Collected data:
-- begin --
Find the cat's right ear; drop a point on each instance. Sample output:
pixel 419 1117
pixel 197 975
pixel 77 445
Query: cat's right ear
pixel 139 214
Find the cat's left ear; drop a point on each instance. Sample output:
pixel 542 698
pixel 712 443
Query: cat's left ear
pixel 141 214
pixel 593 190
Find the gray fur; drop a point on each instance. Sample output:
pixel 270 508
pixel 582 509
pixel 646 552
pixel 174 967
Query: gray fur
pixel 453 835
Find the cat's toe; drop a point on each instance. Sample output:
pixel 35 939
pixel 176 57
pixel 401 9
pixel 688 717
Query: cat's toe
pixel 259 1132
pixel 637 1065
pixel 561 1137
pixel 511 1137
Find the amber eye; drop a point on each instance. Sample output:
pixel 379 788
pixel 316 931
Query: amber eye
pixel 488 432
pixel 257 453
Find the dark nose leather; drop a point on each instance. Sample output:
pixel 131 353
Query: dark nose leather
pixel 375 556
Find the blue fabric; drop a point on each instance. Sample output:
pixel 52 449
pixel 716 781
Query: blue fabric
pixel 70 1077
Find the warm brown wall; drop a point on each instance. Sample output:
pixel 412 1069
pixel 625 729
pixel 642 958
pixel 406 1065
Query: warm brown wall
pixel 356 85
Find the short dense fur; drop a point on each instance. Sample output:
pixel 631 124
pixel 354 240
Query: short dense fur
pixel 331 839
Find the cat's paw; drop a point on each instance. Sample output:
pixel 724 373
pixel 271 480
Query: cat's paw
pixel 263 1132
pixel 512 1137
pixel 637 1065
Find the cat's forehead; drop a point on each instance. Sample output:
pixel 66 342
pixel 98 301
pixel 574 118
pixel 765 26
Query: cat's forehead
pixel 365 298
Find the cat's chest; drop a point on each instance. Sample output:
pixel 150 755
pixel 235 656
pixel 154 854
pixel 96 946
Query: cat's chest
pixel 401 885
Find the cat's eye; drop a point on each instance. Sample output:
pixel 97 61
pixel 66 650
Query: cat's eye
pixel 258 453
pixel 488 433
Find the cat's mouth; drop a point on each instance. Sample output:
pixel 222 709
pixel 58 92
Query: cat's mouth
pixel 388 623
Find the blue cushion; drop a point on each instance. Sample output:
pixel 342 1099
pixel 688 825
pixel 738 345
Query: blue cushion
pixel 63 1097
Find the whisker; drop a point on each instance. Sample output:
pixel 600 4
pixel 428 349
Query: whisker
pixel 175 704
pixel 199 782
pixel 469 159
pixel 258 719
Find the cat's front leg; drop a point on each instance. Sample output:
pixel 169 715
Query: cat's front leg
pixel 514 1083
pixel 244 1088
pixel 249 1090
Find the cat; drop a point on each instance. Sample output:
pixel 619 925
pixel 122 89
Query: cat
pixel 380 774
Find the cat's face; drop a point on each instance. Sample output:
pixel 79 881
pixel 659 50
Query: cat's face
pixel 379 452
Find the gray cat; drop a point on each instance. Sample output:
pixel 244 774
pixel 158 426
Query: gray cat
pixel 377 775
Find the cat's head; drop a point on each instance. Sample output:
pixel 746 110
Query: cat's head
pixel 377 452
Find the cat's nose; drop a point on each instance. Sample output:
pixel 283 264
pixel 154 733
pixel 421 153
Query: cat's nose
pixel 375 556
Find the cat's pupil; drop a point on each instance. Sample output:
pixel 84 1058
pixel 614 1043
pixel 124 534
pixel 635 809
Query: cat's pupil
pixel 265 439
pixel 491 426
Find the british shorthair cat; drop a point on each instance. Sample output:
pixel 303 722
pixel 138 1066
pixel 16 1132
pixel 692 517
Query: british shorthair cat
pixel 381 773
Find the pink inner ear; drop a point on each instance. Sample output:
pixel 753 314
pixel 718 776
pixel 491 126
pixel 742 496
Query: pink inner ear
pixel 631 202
-- end --
### What the task requires
Rewrite all the entries above, replacing each "drop a point" with "place a marker" and keeping everything else the same.

### Exercise result
Find the cat's right ear; place a marker on each instance. Sample output:
pixel 419 1117
pixel 197 975
pixel 77 445
Query: cat's right ear
pixel 139 214
Find the cat's left ear; place a marker on each instance. Sample output:
pixel 542 698
pixel 712 443
Query: cat's left ear
pixel 141 214
pixel 593 190
Find the gray fur; place a marker on each instance. Sample output:
pixel 270 508
pixel 582 509
pixel 646 552
pixel 174 967
Query: gray fur
pixel 453 835
Find the cat's toe; place a marker on each instance. Sample output:
pixel 35 939
pixel 176 57
pixel 401 9
pixel 688 717
Query: cat's toe
pixel 259 1132
pixel 637 1065
pixel 561 1137
pixel 511 1137
Find the amber eye; place a marker on each instance. Sample output:
pixel 379 788
pixel 316 931
Query: amber eye
pixel 488 432
pixel 257 453
Find the dark nose leather; place a marker on each instance. Sample output:
pixel 131 353
Query: dark nose leather
pixel 375 556
Find the blue fabric; place a marker on each instance. Sample output:
pixel 52 449
pixel 716 781
Query: blue fabric
pixel 70 1077
Find the warm brown wall; place a marker on each instance. Sample output:
pixel 412 1069
pixel 625 729
pixel 642 958
pixel 406 1065
Query: warm brown wall
pixel 356 85
Find the short dense fur; place a marker on each instance. Sample output:
pixel 631 124
pixel 354 240
Query: short dense fur
pixel 331 839
Find the cat's paw; place a marker on each instance. Sample output:
pixel 724 373
pixel 271 480
Query: cat's paw
pixel 263 1132
pixel 512 1137
pixel 637 1065
Find the cat's forehead; place a marker on each instance. Sample output:
pixel 66 342
pixel 98 301
pixel 574 118
pixel 765 26
Query: cat's forehead
pixel 365 298
Find the cat's chest; place a marker on each instance. Sample output:
pixel 150 755
pixel 235 656
pixel 154 854
pixel 96 946
Query: cat's chest
pixel 401 885
Find the cat's eye; place a marker on each instance. Sample output:
pixel 97 61
pixel 66 650
Query: cat's eye
pixel 258 453
pixel 488 433
Find the cat's mouth; place a marker on each instance. Sample output:
pixel 222 709
pixel 58 92
Query: cat's mouth
pixel 388 623
Find the blue cushion; place a marker on each instance. Sample output:
pixel 342 1099
pixel 688 825
pixel 738 345
Query: blue cushion
pixel 63 1097
Find the whisker; place a marker on each instance. Sample output:
pixel 600 4
pixel 428 349
Query: whisker
pixel 175 704
pixel 199 782
pixel 469 159
pixel 258 719
Find the cat's front leg; place a marker on each instance. Sample output:
pixel 169 715
Query: cat's front leg
pixel 514 1083
pixel 244 1088
pixel 249 1090
Find the cat; place a marker on each instance. Sample output:
pixel 619 925
pixel 122 89
Query: cat
pixel 380 774
Find the cat's face; place a marker on each instance. Sample output:
pixel 79 881
pixel 659 50
Query: cat's face
pixel 379 452
Find the gray cat; place a marker on each instance. Sample output:
pixel 244 774
pixel 158 426
Query: gray cat
pixel 377 775
Find the cat's head; place a marker on each instance. Sample output:
pixel 746 110
Query: cat's head
pixel 377 452
Find the cat's nose; place a marker on each instance. Sample output:
pixel 283 264
pixel 154 733
pixel 421 153
Query: cat's nose
pixel 375 556
Find the cat's pupil; place a marker on each instance. Sample output:
pixel 84 1058
pixel 614 1043
pixel 124 534
pixel 635 809
Query: cat's pupil
pixel 265 439
pixel 491 426
Find the british shorthair cat; place a marker on each instance. Sample output:
pixel 303 722
pixel 138 1066
pixel 16 1132
pixel 692 517
Query: british shorthair cat
pixel 381 773
Find the pink inner ear; place a marker on each instance. Sample output:
pixel 753 314
pixel 718 776
pixel 491 126
pixel 742 496
Query: pink inner ear
pixel 631 202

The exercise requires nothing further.